[Work instruction]:
Find the string "stone" in the entries and copy each line that has it.

═════ Material for this task

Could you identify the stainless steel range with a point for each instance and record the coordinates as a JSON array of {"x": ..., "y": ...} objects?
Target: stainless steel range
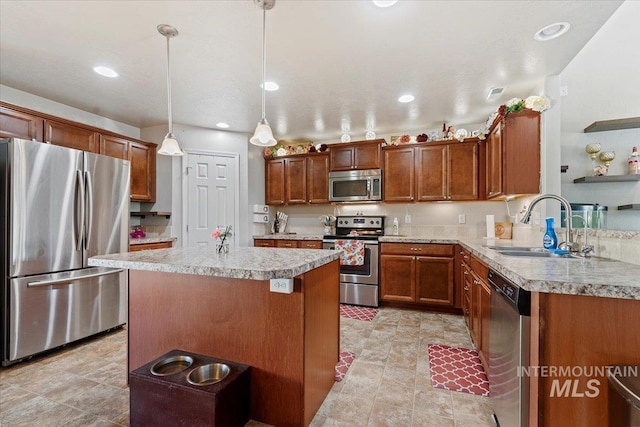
[{"x": 359, "y": 284}]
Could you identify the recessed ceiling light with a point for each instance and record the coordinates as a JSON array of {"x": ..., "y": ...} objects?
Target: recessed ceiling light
[
  {"x": 495, "y": 92},
  {"x": 270, "y": 86},
  {"x": 384, "y": 3},
  {"x": 552, "y": 31},
  {"x": 105, "y": 71}
]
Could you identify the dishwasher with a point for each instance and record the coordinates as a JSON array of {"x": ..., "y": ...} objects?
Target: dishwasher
[{"x": 509, "y": 334}]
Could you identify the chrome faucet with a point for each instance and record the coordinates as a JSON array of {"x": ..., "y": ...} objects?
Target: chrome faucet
[{"x": 567, "y": 207}]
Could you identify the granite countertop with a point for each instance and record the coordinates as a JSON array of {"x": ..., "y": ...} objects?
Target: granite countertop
[
  {"x": 595, "y": 276},
  {"x": 145, "y": 240},
  {"x": 285, "y": 236},
  {"x": 240, "y": 263}
]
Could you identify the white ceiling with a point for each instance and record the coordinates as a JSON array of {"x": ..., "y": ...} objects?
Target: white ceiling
[{"x": 341, "y": 64}]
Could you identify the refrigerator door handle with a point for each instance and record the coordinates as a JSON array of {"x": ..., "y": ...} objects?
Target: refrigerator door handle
[
  {"x": 78, "y": 210},
  {"x": 88, "y": 183},
  {"x": 71, "y": 279}
]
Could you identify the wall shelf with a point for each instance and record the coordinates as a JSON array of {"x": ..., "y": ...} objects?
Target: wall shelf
[
  {"x": 605, "y": 125},
  {"x": 633, "y": 207},
  {"x": 609, "y": 178},
  {"x": 151, "y": 213}
]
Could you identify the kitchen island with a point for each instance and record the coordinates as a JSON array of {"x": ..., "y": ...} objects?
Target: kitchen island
[{"x": 221, "y": 305}]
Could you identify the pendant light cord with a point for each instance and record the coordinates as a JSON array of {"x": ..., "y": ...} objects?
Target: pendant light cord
[
  {"x": 169, "y": 86},
  {"x": 264, "y": 59}
]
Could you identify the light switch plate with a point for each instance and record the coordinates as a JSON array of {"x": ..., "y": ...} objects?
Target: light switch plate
[{"x": 282, "y": 286}]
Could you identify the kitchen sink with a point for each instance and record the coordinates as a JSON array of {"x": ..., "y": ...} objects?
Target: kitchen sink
[{"x": 538, "y": 252}]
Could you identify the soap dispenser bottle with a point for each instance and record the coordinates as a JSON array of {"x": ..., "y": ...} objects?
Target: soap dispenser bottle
[{"x": 550, "y": 240}]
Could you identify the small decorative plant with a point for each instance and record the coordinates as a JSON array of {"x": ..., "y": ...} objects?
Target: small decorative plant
[{"x": 220, "y": 237}]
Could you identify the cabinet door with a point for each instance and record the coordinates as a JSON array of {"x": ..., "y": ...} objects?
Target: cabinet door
[
  {"x": 143, "y": 171},
  {"x": 434, "y": 281},
  {"x": 286, "y": 243},
  {"x": 399, "y": 173},
  {"x": 310, "y": 244},
  {"x": 14, "y": 124},
  {"x": 476, "y": 310},
  {"x": 263, "y": 243},
  {"x": 367, "y": 156},
  {"x": 432, "y": 173},
  {"x": 342, "y": 158},
  {"x": 485, "y": 317},
  {"x": 521, "y": 153},
  {"x": 296, "y": 181},
  {"x": 397, "y": 278},
  {"x": 494, "y": 162},
  {"x": 274, "y": 187},
  {"x": 70, "y": 136},
  {"x": 318, "y": 178},
  {"x": 463, "y": 171},
  {"x": 114, "y": 146}
]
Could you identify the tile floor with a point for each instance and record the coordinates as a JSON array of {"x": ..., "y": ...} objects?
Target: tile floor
[{"x": 387, "y": 385}]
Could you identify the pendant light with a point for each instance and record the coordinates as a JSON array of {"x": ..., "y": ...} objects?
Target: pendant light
[
  {"x": 170, "y": 146},
  {"x": 263, "y": 136}
]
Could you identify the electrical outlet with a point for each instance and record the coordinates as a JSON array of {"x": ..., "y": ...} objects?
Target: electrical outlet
[{"x": 282, "y": 286}]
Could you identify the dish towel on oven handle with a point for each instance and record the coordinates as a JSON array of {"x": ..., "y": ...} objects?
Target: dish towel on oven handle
[{"x": 352, "y": 251}]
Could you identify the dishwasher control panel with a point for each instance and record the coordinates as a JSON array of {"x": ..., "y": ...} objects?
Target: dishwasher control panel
[{"x": 516, "y": 296}]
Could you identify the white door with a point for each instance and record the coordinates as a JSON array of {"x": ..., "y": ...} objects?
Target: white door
[{"x": 212, "y": 199}]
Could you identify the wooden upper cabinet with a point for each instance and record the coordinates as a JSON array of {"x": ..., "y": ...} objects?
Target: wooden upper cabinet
[
  {"x": 295, "y": 172},
  {"x": 399, "y": 174},
  {"x": 274, "y": 182},
  {"x": 318, "y": 178},
  {"x": 462, "y": 171},
  {"x": 66, "y": 135},
  {"x": 355, "y": 155},
  {"x": 448, "y": 172},
  {"x": 15, "y": 124},
  {"x": 513, "y": 155},
  {"x": 432, "y": 173},
  {"x": 143, "y": 171},
  {"x": 114, "y": 146}
]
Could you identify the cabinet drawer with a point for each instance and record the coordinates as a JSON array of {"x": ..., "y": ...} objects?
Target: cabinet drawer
[
  {"x": 310, "y": 244},
  {"x": 424, "y": 249},
  {"x": 264, "y": 243},
  {"x": 286, "y": 243},
  {"x": 147, "y": 246}
]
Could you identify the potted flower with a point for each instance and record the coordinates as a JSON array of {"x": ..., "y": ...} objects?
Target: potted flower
[{"x": 220, "y": 236}]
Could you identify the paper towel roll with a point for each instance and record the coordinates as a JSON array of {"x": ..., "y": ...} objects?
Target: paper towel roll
[{"x": 491, "y": 227}]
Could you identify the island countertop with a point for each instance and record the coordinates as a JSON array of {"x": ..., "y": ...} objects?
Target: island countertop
[
  {"x": 240, "y": 263},
  {"x": 594, "y": 277}
]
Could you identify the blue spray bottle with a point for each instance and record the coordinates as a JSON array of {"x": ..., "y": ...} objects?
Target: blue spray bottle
[{"x": 550, "y": 240}]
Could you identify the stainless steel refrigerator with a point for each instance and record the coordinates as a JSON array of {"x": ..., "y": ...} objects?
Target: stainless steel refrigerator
[{"x": 59, "y": 207}]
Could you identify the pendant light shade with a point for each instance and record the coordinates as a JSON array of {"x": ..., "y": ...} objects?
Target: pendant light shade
[
  {"x": 170, "y": 146},
  {"x": 263, "y": 136}
]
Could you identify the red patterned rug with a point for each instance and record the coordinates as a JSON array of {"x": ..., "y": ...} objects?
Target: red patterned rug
[
  {"x": 358, "y": 313},
  {"x": 457, "y": 369},
  {"x": 346, "y": 358}
]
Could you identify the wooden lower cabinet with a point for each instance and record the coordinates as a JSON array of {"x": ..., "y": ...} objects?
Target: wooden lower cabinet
[
  {"x": 287, "y": 243},
  {"x": 421, "y": 274},
  {"x": 147, "y": 246},
  {"x": 476, "y": 301}
]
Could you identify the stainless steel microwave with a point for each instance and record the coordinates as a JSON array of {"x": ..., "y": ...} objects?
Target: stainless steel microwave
[{"x": 355, "y": 186}]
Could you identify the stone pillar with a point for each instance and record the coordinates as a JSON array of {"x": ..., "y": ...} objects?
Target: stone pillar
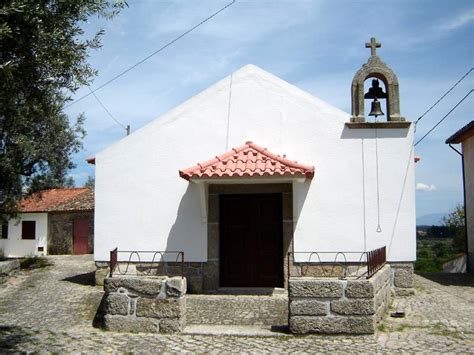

══════════

[Reply]:
Could you identify the stone pillar with a point for each instance and record the coordinates as a JSON array of {"x": ..., "y": ...} objects?
Target: stone pillar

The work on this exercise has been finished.